— Requirement —
Filter the records below, keeping only lines with the string "blond".

Natural-language object grounding data:
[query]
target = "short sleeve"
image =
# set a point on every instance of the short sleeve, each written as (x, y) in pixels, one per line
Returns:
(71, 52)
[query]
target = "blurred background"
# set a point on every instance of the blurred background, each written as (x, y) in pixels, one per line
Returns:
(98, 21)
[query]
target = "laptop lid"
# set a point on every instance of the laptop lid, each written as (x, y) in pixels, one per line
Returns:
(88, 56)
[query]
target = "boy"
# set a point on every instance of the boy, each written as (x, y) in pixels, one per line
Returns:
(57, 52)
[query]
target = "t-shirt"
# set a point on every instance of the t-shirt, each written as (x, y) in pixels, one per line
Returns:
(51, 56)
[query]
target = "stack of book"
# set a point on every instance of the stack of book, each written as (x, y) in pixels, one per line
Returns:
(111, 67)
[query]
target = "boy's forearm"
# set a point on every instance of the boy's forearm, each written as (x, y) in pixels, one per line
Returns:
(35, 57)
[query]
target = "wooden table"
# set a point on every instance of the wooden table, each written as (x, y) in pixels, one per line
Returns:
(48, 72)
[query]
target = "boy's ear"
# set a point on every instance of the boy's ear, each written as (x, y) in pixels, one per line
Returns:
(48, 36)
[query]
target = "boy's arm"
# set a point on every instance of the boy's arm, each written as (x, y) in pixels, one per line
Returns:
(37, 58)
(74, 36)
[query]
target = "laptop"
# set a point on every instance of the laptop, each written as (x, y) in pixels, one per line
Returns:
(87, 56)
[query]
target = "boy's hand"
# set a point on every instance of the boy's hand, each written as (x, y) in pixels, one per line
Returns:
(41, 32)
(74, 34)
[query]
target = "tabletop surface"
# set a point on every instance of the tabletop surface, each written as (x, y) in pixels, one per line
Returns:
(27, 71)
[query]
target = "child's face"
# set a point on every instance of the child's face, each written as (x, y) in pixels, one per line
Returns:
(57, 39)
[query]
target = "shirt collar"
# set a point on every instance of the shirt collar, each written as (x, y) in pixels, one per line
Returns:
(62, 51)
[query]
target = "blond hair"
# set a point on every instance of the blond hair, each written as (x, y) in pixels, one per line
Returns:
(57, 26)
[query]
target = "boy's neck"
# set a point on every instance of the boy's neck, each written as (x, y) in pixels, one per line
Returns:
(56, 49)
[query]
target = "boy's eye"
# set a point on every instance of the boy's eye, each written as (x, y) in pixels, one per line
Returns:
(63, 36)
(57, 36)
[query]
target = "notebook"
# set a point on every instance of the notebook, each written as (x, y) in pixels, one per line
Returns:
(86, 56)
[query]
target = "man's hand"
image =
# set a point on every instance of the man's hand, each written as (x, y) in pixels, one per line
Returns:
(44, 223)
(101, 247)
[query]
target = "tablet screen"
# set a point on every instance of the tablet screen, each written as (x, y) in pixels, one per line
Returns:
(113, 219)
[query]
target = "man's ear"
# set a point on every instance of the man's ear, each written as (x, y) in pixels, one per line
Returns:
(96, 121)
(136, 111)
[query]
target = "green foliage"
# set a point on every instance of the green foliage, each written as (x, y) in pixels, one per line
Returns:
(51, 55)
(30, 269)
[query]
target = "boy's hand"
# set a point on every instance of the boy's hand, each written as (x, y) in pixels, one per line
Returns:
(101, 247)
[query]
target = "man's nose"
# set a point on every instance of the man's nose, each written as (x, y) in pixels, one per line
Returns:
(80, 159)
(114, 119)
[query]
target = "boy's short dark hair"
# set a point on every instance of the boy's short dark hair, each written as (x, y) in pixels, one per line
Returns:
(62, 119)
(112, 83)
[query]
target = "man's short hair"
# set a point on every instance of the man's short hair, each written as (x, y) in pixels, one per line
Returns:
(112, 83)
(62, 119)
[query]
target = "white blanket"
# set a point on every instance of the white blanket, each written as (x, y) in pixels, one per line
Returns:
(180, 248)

— Response below —
target = "blond hair"
# set a point on every instance of the blond hair, each written as (x, y) in pixels, one per line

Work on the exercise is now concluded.